======== DATA TO USE
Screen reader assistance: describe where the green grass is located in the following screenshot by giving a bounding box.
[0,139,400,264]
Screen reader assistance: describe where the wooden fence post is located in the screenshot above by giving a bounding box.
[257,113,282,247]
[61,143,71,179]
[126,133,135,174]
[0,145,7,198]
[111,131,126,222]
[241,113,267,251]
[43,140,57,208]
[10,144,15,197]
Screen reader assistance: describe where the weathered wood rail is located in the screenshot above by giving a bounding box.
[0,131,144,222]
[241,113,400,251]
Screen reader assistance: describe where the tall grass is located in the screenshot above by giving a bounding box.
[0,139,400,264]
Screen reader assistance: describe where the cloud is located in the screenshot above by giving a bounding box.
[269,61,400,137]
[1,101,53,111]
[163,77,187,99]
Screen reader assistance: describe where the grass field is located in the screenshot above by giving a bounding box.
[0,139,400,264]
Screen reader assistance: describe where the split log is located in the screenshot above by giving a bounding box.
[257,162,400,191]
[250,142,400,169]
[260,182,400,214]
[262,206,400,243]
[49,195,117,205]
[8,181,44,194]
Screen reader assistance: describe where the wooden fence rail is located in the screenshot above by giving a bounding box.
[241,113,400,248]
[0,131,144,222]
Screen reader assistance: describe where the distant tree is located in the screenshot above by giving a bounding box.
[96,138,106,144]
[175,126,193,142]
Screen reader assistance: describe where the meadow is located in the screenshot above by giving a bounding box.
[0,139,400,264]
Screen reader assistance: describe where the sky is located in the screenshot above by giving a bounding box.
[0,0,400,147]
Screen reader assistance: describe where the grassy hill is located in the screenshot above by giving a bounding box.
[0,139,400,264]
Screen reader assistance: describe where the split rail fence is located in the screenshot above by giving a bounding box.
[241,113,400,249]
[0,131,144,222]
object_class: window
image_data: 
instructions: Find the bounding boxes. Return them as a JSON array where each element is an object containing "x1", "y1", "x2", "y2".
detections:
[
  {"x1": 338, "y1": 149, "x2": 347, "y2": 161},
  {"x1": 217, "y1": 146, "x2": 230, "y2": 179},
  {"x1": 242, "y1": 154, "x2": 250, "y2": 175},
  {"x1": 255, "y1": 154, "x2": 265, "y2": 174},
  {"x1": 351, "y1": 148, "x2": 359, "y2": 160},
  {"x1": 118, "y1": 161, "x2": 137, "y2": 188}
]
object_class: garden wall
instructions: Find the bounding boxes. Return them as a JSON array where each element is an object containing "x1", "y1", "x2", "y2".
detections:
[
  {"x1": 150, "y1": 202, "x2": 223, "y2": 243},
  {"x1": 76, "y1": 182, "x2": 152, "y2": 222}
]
================
§ SHORT TASK: Rewrite every line of the records above, swapping "Screen reader assistance" for "Accessibility help" wherever it occurs and leaving everything else the same.

§ OUTPUT BELOW:
Accessibility help: describe where the green grass is located in the following screenshot by giving a bounding box.
[0,139,400,264]
Accessibility help: describe where the wooden fence post is located in the screenshot above by giving a bounding box.
[257,113,282,247]
[61,143,71,179]
[126,133,135,174]
[0,145,7,198]
[111,131,126,222]
[241,113,267,251]
[43,140,57,208]
[10,144,15,197]
Accessibility help: describe where the weathered wood rail is located in the screenshot above by giving a bounding box.
[0,131,144,222]
[241,113,400,251]
Accessibility help: describe where the tall grass is located in the screenshot above by giving a bounding box.
[0,139,400,264]
Accessibility help: describe where the cloud is located in the screenshot above by giving a bounding box.
[269,61,400,137]
[1,101,53,111]
[163,77,187,99]
Accessibility help: describe where the grass field is located in the screenshot above by giving a bounding box.
[0,139,400,264]
Accessibility help: describe where the split log is located in the screenshot above by giving a bounding box.
[257,162,400,191]
[250,142,400,169]
[260,182,400,214]
[262,206,400,243]
[49,195,117,205]
[8,181,44,194]
Accessibility help: describe where the wooden fence rail is located in the screenshot above by giving a bounding box.
[241,113,400,248]
[0,131,144,222]
Accessibility help: describe where the distant tree is located in the screenshot above by giving a bounding box.
[96,138,106,144]
[175,126,193,142]
Accessibility help: describe where the meadow is located in the screenshot above by giving a bounding box.
[0,139,400,264]
Accessibility help: describe where the sky is located in the screenshot above by giving a bounding box.
[0,0,400,147]
Accessibility help: describe where the grassy hill is located in the screenshot above by giving a bounding box.
[0,139,400,264]
Accessibility help: describe where the split rail fence is located in the screenshot above by giving a bounding box.
[241,113,400,249]
[0,131,144,222]
object_class: window
image_data: 
instructions: Find the bounding boxes. Return them as a JSON array where each element is an object containing "x1", "y1", "x2", "y2".
detections:
[
  {"x1": 338, "y1": 149, "x2": 347, "y2": 161},
  {"x1": 217, "y1": 146, "x2": 230, "y2": 179},
  {"x1": 242, "y1": 154, "x2": 250, "y2": 175},
  {"x1": 255, "y1": 154, "x2": 265, "y2": 174},
  {"x1": 351, "y1": 148, "x2": 359, "y2": 160},
  {"x1": 118, "y1": 161, "x2": 137, "y2": 188}
]
object_class: garden wall
instructions: Find the bounding boxes. Return them as a JSON array where each element is an object containing "x1", "y1", "x2", "y2".
detections:
[
  {"x1": 150, "y1": 202, "x2": 223, "y2": 243},
  {"x1": 76, "y1": 182, "x2": 152, "y2": 222}
]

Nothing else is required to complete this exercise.